▶ [Requirement]
In full and without deviation, write out the entries that follow.

::::

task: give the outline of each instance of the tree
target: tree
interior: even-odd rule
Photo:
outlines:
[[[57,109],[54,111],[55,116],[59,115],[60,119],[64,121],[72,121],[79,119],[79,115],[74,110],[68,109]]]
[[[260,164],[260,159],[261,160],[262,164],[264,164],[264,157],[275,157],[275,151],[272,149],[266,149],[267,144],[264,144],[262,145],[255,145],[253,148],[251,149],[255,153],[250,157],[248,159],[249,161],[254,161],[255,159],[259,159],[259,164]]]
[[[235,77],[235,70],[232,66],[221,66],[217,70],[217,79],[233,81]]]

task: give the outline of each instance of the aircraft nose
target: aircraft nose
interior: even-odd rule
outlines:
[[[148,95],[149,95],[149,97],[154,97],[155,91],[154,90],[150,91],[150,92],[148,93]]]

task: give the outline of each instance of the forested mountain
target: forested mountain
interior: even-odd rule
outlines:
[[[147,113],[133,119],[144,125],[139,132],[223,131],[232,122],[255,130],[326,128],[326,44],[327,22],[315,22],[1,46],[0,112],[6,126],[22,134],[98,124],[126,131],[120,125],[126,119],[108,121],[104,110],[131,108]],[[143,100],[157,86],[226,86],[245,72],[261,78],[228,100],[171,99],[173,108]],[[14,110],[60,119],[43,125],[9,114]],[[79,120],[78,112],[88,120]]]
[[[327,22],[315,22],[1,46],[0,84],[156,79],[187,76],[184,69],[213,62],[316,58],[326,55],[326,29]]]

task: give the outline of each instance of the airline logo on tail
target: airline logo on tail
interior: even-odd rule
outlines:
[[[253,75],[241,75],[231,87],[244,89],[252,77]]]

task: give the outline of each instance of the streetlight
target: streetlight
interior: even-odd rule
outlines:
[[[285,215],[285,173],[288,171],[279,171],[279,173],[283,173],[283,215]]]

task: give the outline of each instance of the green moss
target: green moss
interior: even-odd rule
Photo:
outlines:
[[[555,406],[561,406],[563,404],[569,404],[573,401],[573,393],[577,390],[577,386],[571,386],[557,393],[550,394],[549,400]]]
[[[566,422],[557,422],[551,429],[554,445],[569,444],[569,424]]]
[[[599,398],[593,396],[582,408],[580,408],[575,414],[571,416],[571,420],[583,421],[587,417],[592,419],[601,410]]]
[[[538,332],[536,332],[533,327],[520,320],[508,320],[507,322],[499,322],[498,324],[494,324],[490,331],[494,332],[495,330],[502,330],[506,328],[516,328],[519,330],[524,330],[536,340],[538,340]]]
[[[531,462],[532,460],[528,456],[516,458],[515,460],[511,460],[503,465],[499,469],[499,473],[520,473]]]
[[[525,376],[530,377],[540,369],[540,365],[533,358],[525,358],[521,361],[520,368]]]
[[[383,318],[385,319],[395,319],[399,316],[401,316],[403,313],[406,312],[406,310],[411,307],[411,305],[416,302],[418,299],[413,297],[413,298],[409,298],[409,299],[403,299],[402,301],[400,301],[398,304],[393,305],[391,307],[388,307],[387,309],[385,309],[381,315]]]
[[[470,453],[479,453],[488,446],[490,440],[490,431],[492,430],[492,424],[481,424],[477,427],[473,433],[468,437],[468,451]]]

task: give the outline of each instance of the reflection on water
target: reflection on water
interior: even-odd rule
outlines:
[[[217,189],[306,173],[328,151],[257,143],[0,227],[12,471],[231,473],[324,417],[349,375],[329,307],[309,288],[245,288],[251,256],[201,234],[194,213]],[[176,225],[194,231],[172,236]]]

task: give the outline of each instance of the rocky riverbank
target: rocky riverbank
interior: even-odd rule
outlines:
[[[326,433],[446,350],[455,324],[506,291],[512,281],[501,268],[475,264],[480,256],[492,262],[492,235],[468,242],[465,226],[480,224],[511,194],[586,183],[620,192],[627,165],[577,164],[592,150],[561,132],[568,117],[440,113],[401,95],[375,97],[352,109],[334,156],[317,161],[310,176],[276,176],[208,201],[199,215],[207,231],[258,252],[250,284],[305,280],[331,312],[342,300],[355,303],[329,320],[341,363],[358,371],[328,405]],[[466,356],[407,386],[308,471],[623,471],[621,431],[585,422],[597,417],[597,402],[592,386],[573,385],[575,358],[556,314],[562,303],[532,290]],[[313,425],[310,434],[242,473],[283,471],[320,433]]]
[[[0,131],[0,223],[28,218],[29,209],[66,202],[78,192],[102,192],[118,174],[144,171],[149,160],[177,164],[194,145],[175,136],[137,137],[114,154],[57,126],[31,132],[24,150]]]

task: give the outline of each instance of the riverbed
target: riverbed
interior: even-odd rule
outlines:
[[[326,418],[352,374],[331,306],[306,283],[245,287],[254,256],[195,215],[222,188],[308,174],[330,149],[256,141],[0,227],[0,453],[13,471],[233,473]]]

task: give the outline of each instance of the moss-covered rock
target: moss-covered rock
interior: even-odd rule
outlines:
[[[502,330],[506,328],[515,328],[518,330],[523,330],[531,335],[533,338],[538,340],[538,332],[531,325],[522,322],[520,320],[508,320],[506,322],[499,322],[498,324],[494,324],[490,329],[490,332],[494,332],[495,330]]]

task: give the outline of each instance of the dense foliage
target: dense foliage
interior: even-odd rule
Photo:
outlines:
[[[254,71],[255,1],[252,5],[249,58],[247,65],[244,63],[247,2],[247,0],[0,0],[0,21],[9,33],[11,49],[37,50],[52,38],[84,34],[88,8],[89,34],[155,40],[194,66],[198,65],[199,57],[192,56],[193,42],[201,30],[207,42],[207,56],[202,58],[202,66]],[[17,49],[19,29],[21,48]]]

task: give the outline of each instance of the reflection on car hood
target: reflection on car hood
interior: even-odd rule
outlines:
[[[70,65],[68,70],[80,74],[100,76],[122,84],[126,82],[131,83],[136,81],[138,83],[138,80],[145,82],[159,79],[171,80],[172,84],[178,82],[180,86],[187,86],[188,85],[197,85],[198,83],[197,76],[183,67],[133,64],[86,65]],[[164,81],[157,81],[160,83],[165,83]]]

::::

▶ [Solution to this task]
task: give the outline of each instance of the tree
target: tree
interior: even-odd rule
Photo:
outlines:
[[[57,109],[54,111],[55,116],[59,115],[60,119],[64,121],[72,121],[79,119],[79,115],[74,110],[68,109]]]
[[[260,164],[260,159],[261,160],[262,164],[264,164],[264,157],[275,157],[275,151],[272,149],[266,149],[267,144],[264,144],[262,145],[255,145],[253,148],[251,149],[255,153],[250,157],[248,159],[249,161],[254,161],[255,159],[259,159],[259,164]]]
[[[235,77],[235,70],[232,66],[221,66],[217,70],[217,79],[233,81]]]

task: give the outline of each instance of the aircraft nose
target: aircraft nose
interior: even-odd rule
outlines:
[[[148,95],[149,95],[149,97],[154,97],[155,91],[154,90],[150,91],[150,92],[148,93]]]

task: give the outline of each instance of the forested mountain
target: forested mountain
interior: even-odd rule
outlines:
[[[147,113],[133,119],[144,125],[139,132],[223,131],[232,122],[255,130],[326,128],[326,44],[327,22],[315,22],[1,46],[0,112],[6,126],[22,134],[98,124],[126,131],[120,125],[126,119],[108,121],[104,110],[131,108]],[[143,100],[157,86],[226,86],[245,72],[261,78],[228,100],[171,99],[173,108]],[[14,110],[60,119],[43,125],[9,114]],[[79,120],[78,112],[88,120]]]
[[[327,22],[315,22],[1,46],[0,84],[156,79],[187,76],[184,69],[213,62],[316,58],[326,55],[326,29]]]

task: give the outline of each instance of the airline logo on tail
target: airline logo on tail
interior: even-odd rule
outlines:
[[[253,75],[241,75],[231,87],[244,89],[252,77]]]

task: give the outline of each instance of the streetlight
target: streetlight
interior: even-odd rule
outlines:
[[[285,215],[285,173],[288,171],[279,171],[279,173],[283,173],[283,215]]]

task: give the outline of each instance of the green moss
target: green moss
interior: even-odd rule
Photo:
outlines:
[[[555,406],[561,406],[563,404],[569,404],[573,401],[573,393],[577,390],[577,386],[571,386],[557,393],[550,394],[549,400]]]
[[[566,422],[557,422],[551,429],[554,445],[569,444],[569,424]]]
[[[599,398],[593,396],[582,408],[580,408],[575,414],[571,416],[571,420],[583,421],[587,417],[592,419],[601,410]]]
[[[538,332],[536,332],[533,327],[520,320],[508,320],[507,322],[499,322],[498,324],[494,324],[490,331],[494,332],[495,330],[502,330],[506,328],[516,328],[519,330],[524,330],[536,340],[538,340]]]
[[[531,462],[532,460],[528,456],[516,458],[515,460],[511,460],[503,465],[499,469],[499,473],[520,473]]]
[[[525,376],[530,377],[540,369],[540,365],[533,358],[525,358],[521,361],[520,368]]]
[[[383,318],[385,319],[395,319],[399,316],[401,316],[403,313],[406,312],[406,310],[411,307],[411,305],[416,302],[418,299],[413,297],[413,298],[409,298],[409,299],[403,299],[402,301],[400,301],[398,304],[393,305],[391,307],[388,307],[387,309],[385,309],[381,315]]]
[[[470,453],[479,453],[488,446],[490,440],[490,431],[492,430],[492,424],[481,424],[477,427],[473,433],[468,437],[468,451]]]

task: give the outline of each instance of the reflection on water
target: reflection on water
interior: even-odd rule
outlines:
[[[217,189],[306,173],[328,151],[257,143],[0,227],[12,471],[231,473],[324,417],[349,375],[329,307],[309,288],[245,288],[251,256],[201,234],[194,213]],[[176,225],[194,231],[172,236]]]

task: give the outline of each instance of the rocky riverbank
target: rocky riverbank
interior: even-odd rule
outlines:
[[[326,433],[446,350],[455,324],[506,291],[512,281],[501,268],[475,264],[480,256],[492,262],[492,235],[468,242],[465,226],[480,224],[511,194],[586,183],[620,192],[627,165],[577,164],[592,150],[561,132],[568,117],[440,113],[401,95],[375,97],[352,109],[334,156],[317,161],[310,176],[276,176],[208,201],[199,215],[207,231],[258,252],[250,284],[305,280],[331,312],[342,300],[355,303],[329,320],[341,363],[358,371],[328,405]],[[466,356],[407,386],[308,471],[623,471],[621,431],[585,422],[597,417],[597,402],[592,386],[573,385],[575,358],[556,314],[562,303],[532,290]],[[313,425],[310,434],[242,473],[283,471],[320,433]]]
[[[0,131],[0,223],[28,218],[29,209],[66,202],[78,192],[102,192],[118,174],[144,171],[149,160],[177,164],[194,145],[175,136],[137,137],[114,154],[57,126],[31,132],[24,150]]]

task: give the outline of each instance of the riverbed
target: riverbed
interior: even-odd rule
outlines:
[[[326,418],[352,374],[331,306],[306,283],[245,287],[254,256],[195,215],[222,188],[308,174],[330,149],[256,141],[0,227],[0,453],[13,471],[233,473]]]

task: give the outline of each instance of the moss-covered rock
target: moss-covered rock
interior: even-odd rule
outlines:
[[[502,330],[506,328],[515,328],[518,330],[523,330],[531,335],[533,338],[538,340],[538,332],[531,325],[522,322],[520,320],[508,320],[506,322],[499,322],[498,324],[494,324],[490,329],[490,332],[494,332],[495,330]]]

task: give the outline of each instance of the dense foliage
target: dense foliage
interior: even-odd rule
Photo:
outlines:
[[[254,71],[255,1],[252,5],[249,58],[247,65],[244,63],[247,2],[247,0],[0,0],[0,21],[9,33],[11,49],[37,50],[52,38],[84,34],[88,8],[89,34],[155,40],[194,66],[198,65],[199,57],[192,56],[193,42],[201,30],[207,42],[207,56],[202,58],[202,66]],[[17,49],[19,29],[21,48]]]

task: give the outline of each instance of the reflection on car hood
target: reflection on car hood
interior: even-odd rule
outlines:
[[[70,65],[68,70],[80,74],[100,76],[122,84],[126,82],[131,83],[136,81],[138,83],[138,80],[145,82],[159,79],[171,80],[172,84],[178,82],[180,86],[187,86],[188,85],[197,85],[198,83],[197,76],[183,67],[133,64],[86,65]],[[164,81],[157,81],[160,83],[165,83]]]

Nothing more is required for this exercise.